▶ Activity 1
Revise the blog post on the war against oil, starting with "The War Against Oil will" and going on through "the investment dimension.", with "intensively" changed to "in detail".
▶ Activity 2
Extend the blog post on the war against oil onward from its final sentence.

▶ Extract to read

Since launching this blog a year ago I have spent a lot of time covering the cycles of American politics. I have described past cycles, shown where we are relative to those cycles, and created some fun games.
I explained how the Nixon political thesis under which we have all operated since 1968 -- a set of myths and values meant to sustain power -- are becoming obsolete by new issues it wasn't crafted to deal with. And I described how a new thesis, one based on Internet or Open Source values, is rising to meet these challenges.
There is a book in this, and if anyone wants to buy it I'll write it. But rather than continue hammering something few are reading I have decided to focus on the heart of the new crisis now enveloping us, the crisis which the Internet Thesis I have written about is meant to address.
This is The War Against Oil.
(The illustration is from the Schatz Energy Research Center at the University of Humboldt in California.)
The war against oil is the first step in the larger struggle to save the planet, described so admirably by the movie An Inconvenient Truth.
The War Against Oil will take place on many levels, all of which I hope to cover intensively. There is the political dimension, the foreign policy dimension, the economic dimension, the technology dimension and the investment dimension.
There are false hopes, like biodiesel, which replaces oil but not the hydrocarbon process that drives global warming, or uranium, which carries its own environmental price. Both have extensive lobbies, as do advocates of coal, which means more American energy production but no help on the underlying problem.

▶ Excerpts drawn from a dataset
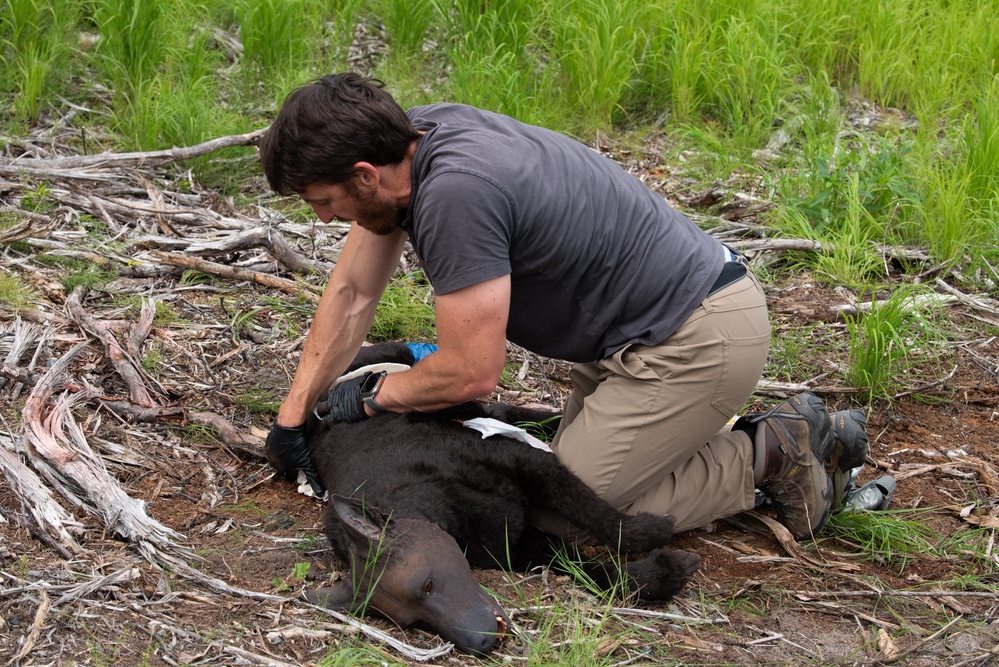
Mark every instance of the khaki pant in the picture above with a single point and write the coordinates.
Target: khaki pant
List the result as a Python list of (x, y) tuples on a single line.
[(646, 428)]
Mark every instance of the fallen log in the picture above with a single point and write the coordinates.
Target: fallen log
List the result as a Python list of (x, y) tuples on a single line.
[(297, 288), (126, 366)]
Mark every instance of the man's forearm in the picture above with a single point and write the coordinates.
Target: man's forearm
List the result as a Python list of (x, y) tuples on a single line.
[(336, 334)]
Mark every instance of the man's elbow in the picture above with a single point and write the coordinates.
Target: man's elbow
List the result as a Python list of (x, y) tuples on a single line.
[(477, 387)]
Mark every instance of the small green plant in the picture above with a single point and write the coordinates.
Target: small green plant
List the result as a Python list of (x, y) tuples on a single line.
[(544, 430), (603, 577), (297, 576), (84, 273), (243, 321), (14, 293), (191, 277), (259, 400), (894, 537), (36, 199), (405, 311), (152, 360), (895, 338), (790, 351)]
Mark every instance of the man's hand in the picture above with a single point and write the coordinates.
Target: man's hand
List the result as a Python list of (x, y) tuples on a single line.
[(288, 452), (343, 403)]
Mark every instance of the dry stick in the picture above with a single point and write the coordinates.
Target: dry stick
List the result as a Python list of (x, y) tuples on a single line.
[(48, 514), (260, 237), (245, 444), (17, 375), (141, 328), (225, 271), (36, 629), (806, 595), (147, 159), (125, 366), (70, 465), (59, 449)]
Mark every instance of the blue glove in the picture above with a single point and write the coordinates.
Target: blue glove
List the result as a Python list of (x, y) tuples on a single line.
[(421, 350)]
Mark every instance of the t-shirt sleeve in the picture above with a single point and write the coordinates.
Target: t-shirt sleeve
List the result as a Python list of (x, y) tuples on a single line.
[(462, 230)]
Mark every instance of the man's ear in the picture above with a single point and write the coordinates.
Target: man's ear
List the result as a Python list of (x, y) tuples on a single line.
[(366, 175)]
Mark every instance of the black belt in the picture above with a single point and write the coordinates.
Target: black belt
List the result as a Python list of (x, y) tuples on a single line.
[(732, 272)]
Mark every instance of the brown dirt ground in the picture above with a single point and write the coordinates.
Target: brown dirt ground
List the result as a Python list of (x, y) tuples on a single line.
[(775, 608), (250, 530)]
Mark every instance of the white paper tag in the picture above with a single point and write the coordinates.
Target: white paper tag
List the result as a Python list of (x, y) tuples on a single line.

▶ Response area 1
The War Against Oil will take place on many levels, all of which I hope to cover in detail. There is the political dimension, the foreign policy dimension, the economic dimension, the technology dimension and the investment dimension.

▶ Response area 2
What will be most difficult to find, I think, are true replacements. The most important is the hydrogen cycle. We know how this cycle works. Electrolysis uses electricity to separate oxygen from hydrogen in water. The hydrogen can then be combined with oxygen, producing power and water as a byproduct. This is how rockets work but under controlled conditions cars can run on the same principle.
The problem lies in creating the hydrogen. Energy must be fed into the system, but this energy can't come from hydrocarbons or there is no gain. Worse (in a way) is the fact that you're looking to produce electricity in order to drive the process, and if you've got electricity already why now just use it?
Scientists and engineers are working on just these problems, and are going to create answers that entrepreneurs will want to offer to investors, and to the government. An open process can assure that as few people as possible get taken in. A closed proprietary process will slow progress and lead to more rip-offs.
It's a huge story, one I feel will be worth my time to cover and your time to read. I hope you enjoy the ride.